--- Request ---
Could you turn the part of the items that opens with the line containing "of the plant" and continues through the end of the items into a numbered list, with blank lines left out?

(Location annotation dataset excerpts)
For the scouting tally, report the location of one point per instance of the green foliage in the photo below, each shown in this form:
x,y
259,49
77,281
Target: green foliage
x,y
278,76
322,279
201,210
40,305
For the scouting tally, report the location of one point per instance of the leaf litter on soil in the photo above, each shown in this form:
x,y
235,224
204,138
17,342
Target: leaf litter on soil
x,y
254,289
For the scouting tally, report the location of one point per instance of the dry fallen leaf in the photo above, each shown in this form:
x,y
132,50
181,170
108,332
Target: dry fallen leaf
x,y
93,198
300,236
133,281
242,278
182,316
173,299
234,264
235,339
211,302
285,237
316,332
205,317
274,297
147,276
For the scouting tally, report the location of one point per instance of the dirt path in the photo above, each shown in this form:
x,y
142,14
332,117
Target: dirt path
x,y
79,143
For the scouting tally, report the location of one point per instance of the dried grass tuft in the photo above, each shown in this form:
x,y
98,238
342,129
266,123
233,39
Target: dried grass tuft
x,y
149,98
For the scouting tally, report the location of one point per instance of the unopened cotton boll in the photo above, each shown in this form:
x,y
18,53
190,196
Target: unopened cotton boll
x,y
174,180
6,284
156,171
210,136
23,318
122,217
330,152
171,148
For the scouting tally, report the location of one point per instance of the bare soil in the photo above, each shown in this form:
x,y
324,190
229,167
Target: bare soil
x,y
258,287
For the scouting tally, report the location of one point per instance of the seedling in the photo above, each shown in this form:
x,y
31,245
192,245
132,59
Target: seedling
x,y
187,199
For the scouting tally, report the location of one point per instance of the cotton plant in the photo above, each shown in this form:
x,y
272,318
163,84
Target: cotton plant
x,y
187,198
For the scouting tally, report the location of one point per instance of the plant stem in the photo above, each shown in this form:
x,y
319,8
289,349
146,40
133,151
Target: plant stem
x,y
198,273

--- Written answer ---
1. For the scouting tally, report the location of one point per instance of the plant stem in the photo above, each shown in this form:
2. x,y
3. 319,8
4. 289,349
5. 146,40
6. 133,151
7. Target: plant stem
8. x,y
9. 198,273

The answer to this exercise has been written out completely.